Reproduce the listing below verbatim, from its first line through the line that contains "<point>660,164</point>". Leave the pictures out.
* Start *
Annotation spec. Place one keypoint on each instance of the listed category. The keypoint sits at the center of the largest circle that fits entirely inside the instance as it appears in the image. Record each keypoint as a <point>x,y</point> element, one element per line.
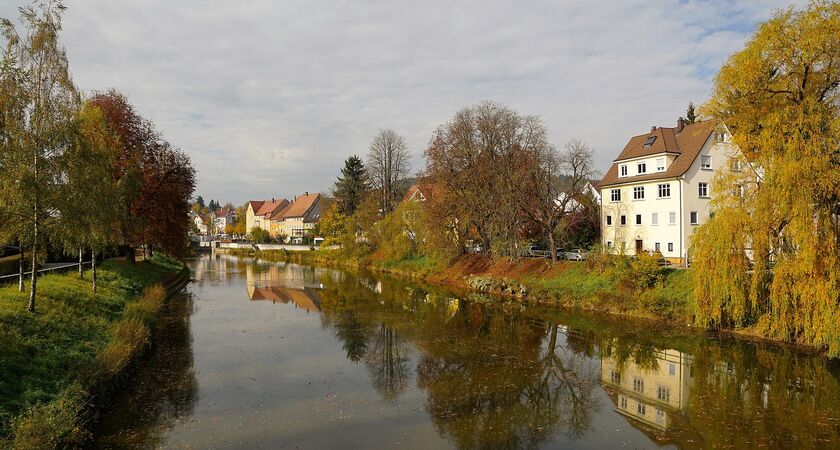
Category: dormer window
<point>660,164</point>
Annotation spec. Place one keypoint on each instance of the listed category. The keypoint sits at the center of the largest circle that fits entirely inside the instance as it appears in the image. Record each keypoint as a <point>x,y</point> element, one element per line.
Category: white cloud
<point>269,97</point>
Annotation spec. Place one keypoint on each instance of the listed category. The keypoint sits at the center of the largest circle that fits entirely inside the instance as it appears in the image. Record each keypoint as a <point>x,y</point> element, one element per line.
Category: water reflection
<point>162,392</point>
<point>478,374</point>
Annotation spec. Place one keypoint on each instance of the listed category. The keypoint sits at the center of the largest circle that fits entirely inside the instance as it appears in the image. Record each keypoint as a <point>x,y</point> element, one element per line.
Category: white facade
<point>661,214</point>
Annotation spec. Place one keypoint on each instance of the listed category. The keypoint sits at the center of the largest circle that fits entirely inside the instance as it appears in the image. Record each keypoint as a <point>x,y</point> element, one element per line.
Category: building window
<point>663,393</point>
<point>639,193</point>
<point>638,385</point>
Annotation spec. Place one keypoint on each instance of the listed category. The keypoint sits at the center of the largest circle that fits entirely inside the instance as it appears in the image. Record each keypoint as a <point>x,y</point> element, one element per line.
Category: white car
<point>577,254</point>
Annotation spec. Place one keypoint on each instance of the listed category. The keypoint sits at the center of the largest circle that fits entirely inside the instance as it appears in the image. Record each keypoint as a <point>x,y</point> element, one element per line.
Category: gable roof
<point>301,205</point>
<point>256,205</point>
<point>685,144</point>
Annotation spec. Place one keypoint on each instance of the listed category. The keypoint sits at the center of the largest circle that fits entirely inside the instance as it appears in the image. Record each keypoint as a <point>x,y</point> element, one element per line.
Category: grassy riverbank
<point>613,285</point>
<point>55,364</point>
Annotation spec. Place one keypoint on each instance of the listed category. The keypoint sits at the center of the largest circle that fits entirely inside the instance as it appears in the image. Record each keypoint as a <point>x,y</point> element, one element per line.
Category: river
<point>272,355</point>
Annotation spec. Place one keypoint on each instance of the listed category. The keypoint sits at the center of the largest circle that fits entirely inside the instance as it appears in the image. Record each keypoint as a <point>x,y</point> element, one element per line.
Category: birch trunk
<point>93,269</point>
<point>20,271</point>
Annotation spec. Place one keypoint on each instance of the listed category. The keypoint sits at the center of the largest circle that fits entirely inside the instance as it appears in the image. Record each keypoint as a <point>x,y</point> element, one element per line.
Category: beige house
<point>284,218</point>
<point>657,191</point>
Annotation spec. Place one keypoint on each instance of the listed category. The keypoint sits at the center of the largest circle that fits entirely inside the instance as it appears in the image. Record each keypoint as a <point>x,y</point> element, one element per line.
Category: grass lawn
<point>41,354</point>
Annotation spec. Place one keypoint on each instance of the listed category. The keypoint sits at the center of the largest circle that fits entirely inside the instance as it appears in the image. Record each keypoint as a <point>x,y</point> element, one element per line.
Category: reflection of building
<point>284,284</point>
<point>652,395</point>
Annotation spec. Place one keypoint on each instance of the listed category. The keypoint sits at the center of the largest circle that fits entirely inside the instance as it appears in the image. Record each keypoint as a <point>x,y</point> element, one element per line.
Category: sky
<point>269,97</point>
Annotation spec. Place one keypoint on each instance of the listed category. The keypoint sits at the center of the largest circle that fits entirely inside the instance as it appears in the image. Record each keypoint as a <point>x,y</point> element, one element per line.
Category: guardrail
<point>57,268</point>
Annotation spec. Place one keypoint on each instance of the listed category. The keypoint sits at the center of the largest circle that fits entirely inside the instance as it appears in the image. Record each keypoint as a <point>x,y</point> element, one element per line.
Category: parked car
<point>577,254</point>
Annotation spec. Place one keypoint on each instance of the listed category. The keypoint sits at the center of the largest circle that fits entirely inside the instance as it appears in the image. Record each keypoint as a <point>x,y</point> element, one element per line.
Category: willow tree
<point>39,106</point>
<point>779,97</point>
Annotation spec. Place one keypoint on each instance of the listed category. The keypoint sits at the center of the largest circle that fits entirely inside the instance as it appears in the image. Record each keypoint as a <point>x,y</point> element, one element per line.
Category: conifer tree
<point>351,186</point>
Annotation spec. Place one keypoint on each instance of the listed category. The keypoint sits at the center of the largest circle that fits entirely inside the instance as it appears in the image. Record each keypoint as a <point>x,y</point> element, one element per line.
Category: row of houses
* End *
**Output for this exercise**
Annotation spec. Place one keypoint on each instance of the listed category. The keypoint sits at the center of the largest circle that fits entirely inside the instance as it appears in the image. Record each keypoint as a <point>x,y</point> element, one element per line.
Category: dormer window
<point>660,164</point>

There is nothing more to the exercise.